• **PROBLEM STATEMENT**: Copy everything from the line containing "Return the outline of every instance of the parked" down to the line containing "M 461 200 L", swapping "parked car" for "parked vehicle" and leaving all else unchanged.

• **MATERIAL SUPPLIED**:

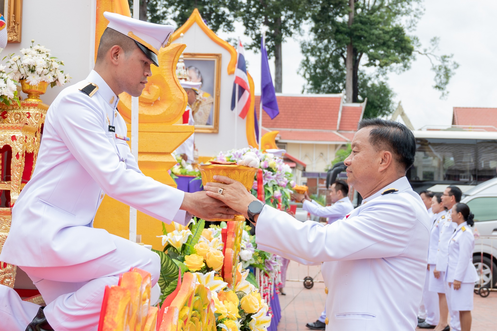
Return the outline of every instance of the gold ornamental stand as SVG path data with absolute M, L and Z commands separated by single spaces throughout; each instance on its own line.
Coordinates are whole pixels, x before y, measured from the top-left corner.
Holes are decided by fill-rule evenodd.
M 10 228 L 12 207 L 33 174 L 48 110 L 40 99 L 48 83 L 33 86 L 25 81 L 20 83 L 28 95 L 20 106 L 0 106 L 0 190 L 8 191 L 0 207 L 0 252 Z M 16 266 L 0 261 L 0 284 L 13 288 L 15 273 Z M 41 302 L 41 297 L 35 299 Z

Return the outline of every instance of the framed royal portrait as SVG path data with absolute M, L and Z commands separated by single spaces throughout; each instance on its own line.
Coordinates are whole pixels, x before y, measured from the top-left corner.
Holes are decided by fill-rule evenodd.
M 221 54 L 185 53 L 185 66 L 190 80 L 202 83 L 191 109 L 195 132 L 219 131 Z
M 0 0 L 0 10 L 5 18 L 7 42 L 21 42 L 22 0 Z

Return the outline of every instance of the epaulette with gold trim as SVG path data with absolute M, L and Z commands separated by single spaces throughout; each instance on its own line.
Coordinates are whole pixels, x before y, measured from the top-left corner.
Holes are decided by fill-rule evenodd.
M 385 195 L 385 194 L 390 194 L 391 193 L 395 193 L 396 192 L 399 192 L 399 190 L 396 188 L 387 188 L 383 191 L 383 192 L 381 193 L 381 195 Z
M 98 86 L 95 83 L 90 83 L 88 85 L 80 88 L 80 90 L 90 97 L 91 97 L 98 90 Z

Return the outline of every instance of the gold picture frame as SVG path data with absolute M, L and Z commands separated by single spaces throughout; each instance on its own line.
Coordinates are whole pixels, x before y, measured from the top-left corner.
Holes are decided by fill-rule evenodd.
M 195 132 L 217 133 L 219 132 L 221 54 L 185 53 L 183 57 L 191 81 L 202 83 L 198 99 L 192 106 Z
M 7 42 L 21 42 L 22 0 L 0 0 L 0 8 L 7 25 Z

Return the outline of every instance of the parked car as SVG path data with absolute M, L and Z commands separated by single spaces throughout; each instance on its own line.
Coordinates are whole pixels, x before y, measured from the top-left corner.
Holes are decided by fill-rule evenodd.
M 461 200 L 475 215 L 473 261 L 480 276 L 479 284 L 497 287 L 497 178 L 465 192 Z

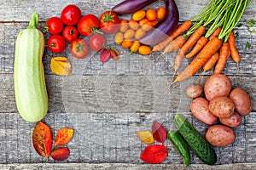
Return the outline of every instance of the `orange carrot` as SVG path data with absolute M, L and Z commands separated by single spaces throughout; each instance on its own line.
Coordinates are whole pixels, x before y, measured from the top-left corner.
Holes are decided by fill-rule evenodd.
M 184 21 L 182 25 L 180 25 L 163 42 L 160 42 L 157 45 L 153 47 L 152 51 L 160 51 L 165 48 L 170 42 L 174 40 L 177 37 L 178 37 L 181 33 L 189 30 L 192 26 L 192 22 L 190 20 Z
M 206 28 L 202 26 L 199 26 L 195 32 L 190 36 L 190 37 L 184 42 L 184 44 L 179 48 L 174 61 L 174 74 L 180 67 L 183 56 L 187 51 L 199 40 L 199 38 L 205 32 Z
M 205 33 L 206 28 L 203 26 L 199 26 L 195 32 L 189 37 L 186 42 L 178 51 L 178 55 L 183 57 L 187 51 L 196 43 L 199 38 Z
M 218 37 L 219 33 L 221 31 L 221 28 L 218 27 L 216 28 L 216 30 L 211 34 L 211 36 L 209 37 L 209 40 L 212 39 L 212 37 Z
M 235 40 L 234 31 L 232 31 L 230 32 L 230 35 L 228 39 L 228 42 L 230 43 L 230 46 L 231 57 L 232 57 L 234 62 L 238 63 L 240 61 L 240 56 L 239 56 L 238 51 L 236 48 L 236 40 Z
M 197 53 L 200 52 L 200 50 L 201 50 L 205 47 L 207 42 L 208 42 L 207 38 L 206 38 L 205 37 L 201 37 L 201 38 L 199 38 L 193 49 L 188 54 L 186 54 L 185 57 L 186 58 L 194 57 Z
M 224 42 L 219 49 L 219 57 L 215 65 L 213 74 L 221 73 L 230 55 L 230 44 L 228 42 Z
M 207 71 L 209 71 L 210 69 L 212 69 L 218 60 L 218 53 L 216 53 L 203 65 L 204 72 Z
M 196 58 L 195 58 L 192 62 L 177 76 L 175 81 L 172 82 L 172 84 L 191 77 L 218 50 L 221 45 L 222 42 L 218 37 L 211 39 L 201 50 Z
M 171 53 L 172 51 L 178 50 L 178 48 L 180 48 L 180 47 L 185 42 L 185 41 L 186 41 L 185 36 L 177 37 L 173 41 L 169 42 L 169 44 L 165 48 L 162 55 L 166 53 Z

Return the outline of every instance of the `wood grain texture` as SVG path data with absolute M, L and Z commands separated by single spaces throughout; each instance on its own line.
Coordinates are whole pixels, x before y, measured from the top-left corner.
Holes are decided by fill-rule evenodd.
M 39 163 L 39 164 L 13 164 L 13 165 L 0 165 L 0 167 L 6 170 L 20 170 L 20 169 L 38 169 L 38 170 L 44 170 L 44 169 L 55 169 L 55 170 L 62 170 L 62 169 L 98 169 L 98 170 L 105 170 L 105 169 L 130 169 L 130 170 L 153 170 L 153 169 L 179 169 L 179 170 L 201 170 L 201 169 L 207 169 L 211 168 L 212 170 L 246 170 L 246 169 L 255 169 L 255 163 L 237 163 L 237 164 L 226 164 L 226 165 L 219 165 L 219 166 L 207 166 L 207 165 L 192 165 L 189 167 L 184 167 L 183 165 L 181 164 L 169 164 L 169 165 L 135 165 L 135 164 L 125 164 L 125 163 L 99 163 L 99 164 L 89 164 L 89 163 Z
M 46 0 L 42 2 L 35 2 L 32 0 L 15 1 L 15 0 L 2 0 L 0 6 L 0 20 L 5 22 L 13 21 L 27 21 L 30 14 L 33 11 L 40 14 L 41 20 L 46 20 L 49 16 L 60 16 L 61 9 L 67 4 L 76 4 L 79 6 L 82 10 L 82 14 L 93 13 L 97 16 L 105 10 L 110 10 L 114 5 L 122 2 L 122 0 L 94 0 L 94 1 L 57 1 L 53 2 Z M 176 1 L 177 6 L 179 8 L 180 20 L 191 20 L 195 16 L 200 10 L 201 10 L 208 1 L 200 0 L 179 0 Z M 156 8 L 164 6 L 163 1 L 157 1 L 150 5 L 150 7 Z M 253 19 L 256 17 L 255 7 L 256 3 L 253 1 L 252 4 L 247 8 L 244 19 Z M 6 17 L 8 16 L 8 17 Z
M 191 116 L 191 99 L 184 93 L 186 87 L 197 80 L 200 72 L 183 83 L 175 84 L 161 96 L 172 76 L 175 53 L 156 61 L 158 53 L 150 55 L 148 60 L 137 54 L 130 55 L 128 50 L 110 42 L 119 50 L 120 60 L 109 60 L 102 65 L 98 54 L 91 53 L 86 59 L 78 60 L 71 55 L 69 44 L 58 54 L 51 53 L 46 46 L 43 62 L 49 94 L 49 113 L 43 122 L 50 127 L 53 136 L 63 127 L 75 129 L 73 139 L 67 144 L 71 156 L 64 162 L 52 159 L 48 162 L 36 153 L 31 139 L 36 123 L 26 122 L 18 114 L 13 81 L 15 43 L 18 33 L 27 26 L 32 12 L 39 13 L 39 29 L 43 31 L 45 20 L 51 16 L 60 16 L 61 9 L 67 4 L 78 5 L 82 14 L 92 13 L 99 16 L 121 1 L 2 0 L 1 169 L 184 169 L 181 156 L 169 141 L 165 144 L 171 150 L 163 164 L 143 164 L 139 156 L 146 144 L 142 144 L 135 133 L 136 130 L 150 129 L 154 120 L 163 123 L 168 130 L 175 129 L 173 116 L 176 113 L 183 114 L 201 135 L 208 128 Z M 199 0 L 176 2 L 181 22 L 193 18 L 207 3 Z M 163 4 L 162 1 L 157 1 L 151 7 Z M 256 18 L 255 6 L 256 2 L 253 1 L 242 21 Z M 122 17 L 129 18 L 128 15 Z M 239 34 L 236 47 L 241 57 L 239 72 L 236 64 L 230 58 L 224 73 L 230 78 L 234 88 L 242 88 L 249 94 L 253 111 L 242 118 L 241 126 L 235 128 L 236 139 L 234 144 L 214 148 L 218 154 L 217 165 L 203 165 L 191 153 L 192 165 L 186 169 L 256 169 L 256 34 L 249 33 L 245 22 L 241 23 L 242 26 L 235 31 Z M 49 37 L 46 33 L 46 40 Z M 252 44 L 250 48 L 246 48 L 247 42 Z M 50 59 L 56 55 L 68 58 L 73 65 L 73 76 L 59 76 L 50 71 Z M 189 62 L 190 60 L 183 60 L 181 70 Z M 212 72 L 204 75 L 201 84 Z

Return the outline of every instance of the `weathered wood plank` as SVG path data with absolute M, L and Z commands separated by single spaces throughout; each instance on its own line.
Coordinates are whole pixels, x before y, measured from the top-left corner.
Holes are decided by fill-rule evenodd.
M 207 76 L 203 76 L 202 85 Z M 234 88 L 250 95 L 256 110 L 256 76 L 229 76 Z M 166 113 L 189 111 L 191 99 L 185 88 L 198 77 L 177 83 L 161 97 L 168 84 L 167 76 L 46 76 L 49 112 L 52 113 Z M 0 74 L 0 112 L 17 112 L 13 75 Z M 244 83 L 247 82 L 247 83 Z
M 37 169 L 37 170 L 45 170 L 45 169 L 130 169 L 130 170 L 153 170 L 153 169 L 180 169 L 180 170 L 200 170 L 200 169 L 212 169 L 212 170 L 246 170 L 246 169 L 255 169 L 255 163 L 237 163 L 237 164 L 226 164 L 219 166 L 207 166 L 207 165 L 191 165 L 189 167 L 184 167 L 182 164 L 169 164 L 169 165 L 145 165 L 145 164 L 131 164 L 131 163 L 99 163 L 99 164 L 90 164 L 90 163 L 38 163 L 38 164 L 9 164 L 9 165 L 0 165 L 2 169 L 5 170 L 20 170 L 20 169 Z
M 0 20 L 1 21 L 27 21 L 30 14 L 33 11 L 40 14 L 41 20 L 46 20 L 51 16 L 60 16 L 61 9 L 67 4 L 73 3 L 78 5 L 82 11 L 82 14 L 93 13 L 99 16 L 103 11 L 110 10 L 114 5 L 122 2 L 123 0 L 104 0 L 104 1 L 80 1 L 71 0 L 68 2 L 55 2 L 53 3 L 50 0 L 44 2 L 34 2 L 32 0 L 15 1 L 15 0 L 3 0 L 0 6 Z M 179 8 L 180 20 L 191 20 L 194 16 L 198 14 L 199 11 L 202 9 L 208 1 L 176 1 L 177 6 Z M 157 8 L 163 6 L 163 1 L 157 1 L 150 5 L 150 7 Z M 244 18 L 253 19 L 256 17 L 255 7 L 256 3 L 253 1 L 252 4 L 247 8 Z M 8 16 L 8 17 L 6 17 Z
M 189 167 L 184 167 L 182 164 L 169 164 L 169 165 L 145 165 L 145 164 L 131 164 L 131 163 L 99 163 L 99 164 L 90 164 L 90 163 L 38 163 L 38 164 L 9 164 L 9 165 L 0 165 L 2 169 L 5 170 L 20 170 L 20 169 L 37 169 L 37 170 L 45 170 L 45 169 L 130 169 L 130 170 L 151 170 L 151 169 L 180 169 L 180 170 L 200 170 L 200 169 L 212 169 L 212 170 L 246 170 L 246 169 L 255 169 L 255 163 L 236 163 L 236 164 L 226 164 L 218 166 L 207 166 L 207 165 L 191 165 Z
M 26 28 L 27 24 L 19 23 L 3 23 L 0 24 L 0 31 L 3 34 L 0 36 L 0 73 L 13 73 L 14 60 L 15 60 L 15 42 L 17 35 L 20 30 Z M 40 29 L 43 30 L 43 25 L 40 25 Z M 238 28 L 236 31 L 239 33 L 239 41 L 236 41 L 236 47 L 241 54 L 241 62 L 239 65 L 239 74 L 245 76 L 256 75 L 256 34 L 249 33 L 246 27 Z M 49 34 L 45 34 L 46 41 L 49 38 Z M 172 65 L 176 53 L 166 54 L 165 58 L 161 58 L 159 61 L 155 61 L 160 53 L 155 53 L 151 55 L 151 60 L 148 58 L 137 54 L 130 55 L 129 50 L 122 48 L 120 46 L 113 44 L 112 37 L 108 37 L 108 44 L 118 48 L 120 53 L 119 61 L 110 60 L 105 65 L 102 65 L 99 60 L 99 54 L 93 52 L 84 60 L 77 60 L 72 56 L 68 45 L 61 54 L 53 54 L 49 48 L 45 48 L 45 53 L 43 58 L 45 74 L 53 74 L 49 68 L 51 56 L 67 56 L 72 62 L 73 72 L 83 74 L 137 74 L 137 75 L 172 75 L 173 73 Z M 247 48 L 247 42 L 250 42 L 252 47 Z M 180 70 L 183 69 L 191 60 L 184 59 Z M 224 74 L 235 75 L 237 74 L 237 65 L 230 58 L 224 71 Z M 206 74 L 211 74 L 208 72 Z
M 190 113 L 183 114 L 201 135 L 205 134 L 209 126 L 197 121 Z M 71 156 L 62 162 L 141 164 L 140 153 L 147 145 L 139 141 L 135 131 L 150 129 L 154 120 L 162 122 L 166 129 L 175 129 L 173 116 L 172 113 L 147 114 L 142 119 L 139 113 L 49 113 L 43 122 L 49 124 L 53 137 L 65 126 L 75 129 L 74 137 L 67 144 Z M 217 165 L 256 162 L 255 116 L 256 112 L 251 113 L 243 118 L 239 128 L 235 128 L 237 138 L 233 144 L 214 148 L 218 155 Z M 36 153 L 32 144 L 35 123 L 26 122 L 17 113 L 5 113 L 1 118 L 4 121 L 1 130 L 5 133 L 0 133 L 3 158 L 0 163 L 48 162 Z M 168 140 L 165 145 L 171 150 L 163 164 L 182 164 L 182 158 Z M 195 154 L 191 156 L 192 164 L 201 164 Z M 49 162 L 58 162 L 50 159 Z

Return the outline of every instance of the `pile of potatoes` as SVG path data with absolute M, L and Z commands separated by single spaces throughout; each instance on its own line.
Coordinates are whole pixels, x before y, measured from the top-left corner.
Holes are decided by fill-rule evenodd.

• **RESPONSE**:
Return the outline of every instance of the parked vehicle as SVG path data with absolute M, L and Z commands separated by single spaces throughout; each instance on its own line.
Coordinates are whole pixels, x before y, measured from the top-left corner.
Holes are decided by fill-rule evenodd.
M 461 200 L 475 215 L 473 261 L 480 276 L 479 284 L 497 287 L 497 178 L 465 192 Z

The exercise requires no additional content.